» **The task**
Using the local government finance statement, explain in one to three sentences why a loss of non-domestic rates income caused by Brexit or Covid-19 would not reduce the funding councils receive under the order.

» **Document segment**
________________________

As we do every year, to reach that number, we have compared the proposed budget with the allocations that Parliament approved in the previous year. That provides the best like-for-like comparison of available funding.
In addition, individual local authorities will have full flexibility over local council tax rates and the newly devolved empty property relief. The Scottish Government also intends to introduce a local visitor levy bill in Parliament this year, which will, in time, give local authorities a discretionary power to apply a levy on overnight visitor stays in their areas and to utilise that additional funding locally.
It is important to note that the total funding package has already been finalised, following the passing of the Budget (Scotland) (No 2) Bill. Today’s debate seeks Parliament’s approval for the distribution of that approved total funding to individual local authorities.
The order seeks approval for the distribution and payment of almost £11.6 billion of the revenue total of £12.6 billion, with the balance mainly made up of specific grant funding, which is administered separately. The £11.6 billion is a combination of general revenue grant of more than £8.5 billion and the distributable amount of non-domestic rates income, which has been set at just over £3 billion.
The settlement provides continued fiscal certainty through our policy of guaranteeing the combined general revenue grant plus non-domestic rates funding set out in the order. That means that any loss of non-domestic rates income resulting from the impact of Brexit or Covid-19 will be compensated for by increased general revenue grant, unlike the position for councils in, for example, England. That effectively underwrites that critically important revenue stream.
As approved as part of the Scottish budget, the overall funding package for 2023-24 includes £360 million of support for local government pay deals, a £72.5 million increase to the general revenue grant, £105 million to give effect to the devolution of non-domestic rates empty property relief, an extra £50 million capital to help with the expansion of the free school meals policy, additional funding of £100 million to deliver a £10.90 minimum pay settlement for adult social care workers in commissioned services, and consolidation of £30.5 million for the homelessness prevention fund.

________________________

» **Supplied data**
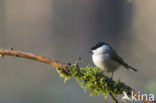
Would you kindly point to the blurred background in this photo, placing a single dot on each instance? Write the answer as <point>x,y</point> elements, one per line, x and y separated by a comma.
<point>66,29</point>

________________________

» **Response area**
The settlement guarantees the combined general revenue grant plus non-domestic rates funding set out in the order. Any such loss of non-domestic rates income would be offset by an increase in general revenue grant, which effectively underwrites that revenue stream.